→ Task item: Copy out all the entries shown below, exactly as they appear.

→ Information given:

● ● ●

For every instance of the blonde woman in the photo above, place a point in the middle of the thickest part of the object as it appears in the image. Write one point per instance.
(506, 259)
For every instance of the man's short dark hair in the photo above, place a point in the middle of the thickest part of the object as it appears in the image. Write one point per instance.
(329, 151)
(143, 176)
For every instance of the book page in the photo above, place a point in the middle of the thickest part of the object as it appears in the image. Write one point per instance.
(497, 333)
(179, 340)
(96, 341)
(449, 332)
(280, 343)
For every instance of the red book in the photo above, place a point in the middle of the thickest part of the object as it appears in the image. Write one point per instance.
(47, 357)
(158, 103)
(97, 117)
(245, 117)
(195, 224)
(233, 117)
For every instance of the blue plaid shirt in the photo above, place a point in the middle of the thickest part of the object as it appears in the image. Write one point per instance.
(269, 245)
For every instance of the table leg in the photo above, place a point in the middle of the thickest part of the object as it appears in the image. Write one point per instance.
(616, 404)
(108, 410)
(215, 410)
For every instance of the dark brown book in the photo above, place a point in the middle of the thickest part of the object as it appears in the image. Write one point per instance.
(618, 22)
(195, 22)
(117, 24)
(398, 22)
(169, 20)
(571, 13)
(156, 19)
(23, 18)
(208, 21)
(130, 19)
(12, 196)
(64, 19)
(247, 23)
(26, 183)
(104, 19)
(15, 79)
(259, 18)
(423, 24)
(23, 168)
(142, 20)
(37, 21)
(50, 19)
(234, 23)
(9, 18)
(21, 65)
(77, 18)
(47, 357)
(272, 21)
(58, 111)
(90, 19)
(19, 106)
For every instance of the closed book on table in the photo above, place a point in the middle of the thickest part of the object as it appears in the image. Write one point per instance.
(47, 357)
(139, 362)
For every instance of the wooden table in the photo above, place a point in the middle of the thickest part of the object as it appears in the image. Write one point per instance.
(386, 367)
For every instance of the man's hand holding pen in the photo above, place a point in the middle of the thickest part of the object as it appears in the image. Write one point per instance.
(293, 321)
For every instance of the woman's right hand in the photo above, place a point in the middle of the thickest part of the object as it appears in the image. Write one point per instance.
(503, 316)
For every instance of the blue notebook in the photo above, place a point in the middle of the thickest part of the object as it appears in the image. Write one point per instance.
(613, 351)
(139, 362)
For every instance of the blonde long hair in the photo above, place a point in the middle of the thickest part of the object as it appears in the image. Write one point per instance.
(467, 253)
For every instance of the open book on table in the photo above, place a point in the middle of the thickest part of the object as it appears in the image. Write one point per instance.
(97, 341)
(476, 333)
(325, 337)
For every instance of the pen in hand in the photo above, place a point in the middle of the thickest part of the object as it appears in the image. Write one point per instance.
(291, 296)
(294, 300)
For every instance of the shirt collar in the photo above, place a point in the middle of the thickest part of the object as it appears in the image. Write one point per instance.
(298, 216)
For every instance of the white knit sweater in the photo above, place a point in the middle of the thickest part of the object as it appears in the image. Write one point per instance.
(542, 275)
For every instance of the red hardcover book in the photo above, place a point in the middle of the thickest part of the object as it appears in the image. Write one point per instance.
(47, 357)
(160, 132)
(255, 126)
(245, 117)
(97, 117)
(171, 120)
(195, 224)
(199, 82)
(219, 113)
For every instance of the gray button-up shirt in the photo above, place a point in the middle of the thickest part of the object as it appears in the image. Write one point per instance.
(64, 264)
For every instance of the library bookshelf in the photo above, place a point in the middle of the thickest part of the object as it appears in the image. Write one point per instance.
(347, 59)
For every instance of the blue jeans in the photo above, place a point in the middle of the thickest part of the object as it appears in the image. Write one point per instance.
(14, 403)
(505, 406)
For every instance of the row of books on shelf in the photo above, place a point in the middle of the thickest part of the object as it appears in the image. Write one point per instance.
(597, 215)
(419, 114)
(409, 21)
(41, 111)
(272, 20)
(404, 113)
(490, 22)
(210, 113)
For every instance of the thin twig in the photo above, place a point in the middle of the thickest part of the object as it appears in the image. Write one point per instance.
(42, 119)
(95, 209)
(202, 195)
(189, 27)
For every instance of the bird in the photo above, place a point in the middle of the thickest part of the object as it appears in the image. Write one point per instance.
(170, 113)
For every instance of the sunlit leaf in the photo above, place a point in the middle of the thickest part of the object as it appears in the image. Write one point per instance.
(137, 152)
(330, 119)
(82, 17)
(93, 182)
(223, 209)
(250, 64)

● ● ●

→ Response for this exercise:
For every instance of the blonde woman in the photo above, place a point in the middle of the thickest part of the object as it appears in the image. Write one point per instance.
(506, 259)
For every instance of the man's short dark hair in the photo above, place a point in the middle of the thickest part of the object as it appears in the image. Write one point per instance.
(329, 151)
(143, 176)
For every instance of the book page in the photo above, place a point in the middle of the thickest part of the object as it appears in the image. Write one point per instance.
(497, 333)
(179, 340)
(96, 341)
(449, 332)
(280, 343)
For every instance of the red book in the photo above, place a point in the middle of the thickest part of the object as it appears in the image. Write one point per instance.
(47, 357)
(158, 103)
(97, 117)
(245, 117)
(195, 224)
(233, 117)
For every instance of the blue plaid shirt in the photo above, place a point in the middle of the thickest part of the object as it appears in the image. Write one point per instance.
(269, 245)
For every instance of the table leg in the photo above, place a point in the middle of the thickest part of the object as it appears in the image. Write one point per instance.
(616, 404)
(108, 410)
(215, 410)
For every instance of the dark brown book in the photo above, place a point in the middle of the thickest part of the object as it appears in the image. Write one point per instance.
(618, 22)
(195, 22)
(117, 24)
(398, 22)
(169, 20)
(571, 13)
(156, 19)
(23, 18)
(208, 21)
(130, 19)
(12, 196)
(64, 19)
(247, 23)
(26, 183)
(104, 19)
(15, 79)
(259, 18)
(423, 24)
(23, 168)
(142, 20)
(37, 21)
(50, 19)
(234, 23)
(9, 18)
(21, 65)
(77, 18)
(47, 357)
(272, 21)
(58, 111)
(90, 19)
(19, 106)
For every instance of the closed book on table in the photo above, place a point in the middle of the thickest part of the object as it appears in the image. Write one point per instance.
(47, 357)
(139, 362)
For every instance of the wooden table in the photo above, place a point in the middle of the thickest part of the object as it appears in the image. Write one point per instance.
(386, 367)
For every instance of the man's hand holding pen in the photo above, place a point in the middle of the thickest part of the object as it appears in the image. Write one point per instance.
(293, 321)
For every instance of the woman's right hand in the photo above, place a point in the middle of the thickest part of the object as it appears in the image. Write one point per instance.
(503, 316)
For every instance of the blue notebook in the photo above, place a point in the middle of the thickest part of the object as it appears in the image. Write one point per instance.
(613, 351)
(139, 362)
For every instance of the blonde long hair in the photo above, place a point in the middle of the thickest part of the object as it appears in the image. Write one point per instance.
(467, 253)
For every instance of the open book on table in the photo above, place a point in the middle of the thickest part of the object as it appears in the image. Write one point per instance.
(97, 341)
(476, 333)
(325, 337)
For every instance of the pen in hand in the photo above, place a point in the middle of the thickest part of the object as it appears in the image. Write one point per instance.
(291, 296)
(294, 300)
For every instance of the shirt collar in the photo above, place a point in the middle of the thickest part of the object as it appears in the image. Write one point per instance.
(298, 216)
For every instance of the white knit sweater in the photo above, place a point in the middle of the thickest part of the object as it appears in the image. Write one point per instance.
(542, 275)
For every instance of the red hardcover book in the photo above, place a point in the middle of the thickest part of the object as it appears in the image. Write one point per instance.
(47, 357)
(160, 132)
(255, 126)
(245, 117)
(97, 117)
(171, 120)
(195, 224)
(199, 82)
(219, 113)
For every instance of the gray button-up shirt in the photo above, place a point in the middle of the thickest part of the object as it appears in the image. Write one point per instance.
(64, 264)
For every instance of the library bookshelf in the photo above, place a point in the middle of the thickest part of the object as it appears in the image. Write one point per instance.
(347, 59)
For every instance of the blue jeans in the photo above, place a point in the middle of the thickest part of the object as it appears in the image. Write one point per instance.
(14, 403)
(505, 406)
For every instance of the row of books on shelf in the photo above, place a point in the middle of the thickest part of the object as it appears in the image. Write one point per instance.
(597, 215)
(419, 114)
(409, 21)
(41, 111)
(272, 20)
(404, 113)
(490, 22)
(210, 113)
For every instance of the thin twig in the photo above, place a point in the middle of the thickest part of the object as it appears in the image. Write one point per instance.
(42, 119)
(95, 209)
(202, 195)
(189, 27)
For every instance of the bird in the photo above, place a point in the middle of the thickest part of the object as it appears in the image. Write one point per instance.
(170, 113)
For every instance of the sunlit leaf in the photo above, place a point in the middle of the thickest part of the object as it appears in the image. Write one point per instance.
(137, 152)
(330, 119)
(82, 17)
(93, 182)
(223, 209)
(250, 64)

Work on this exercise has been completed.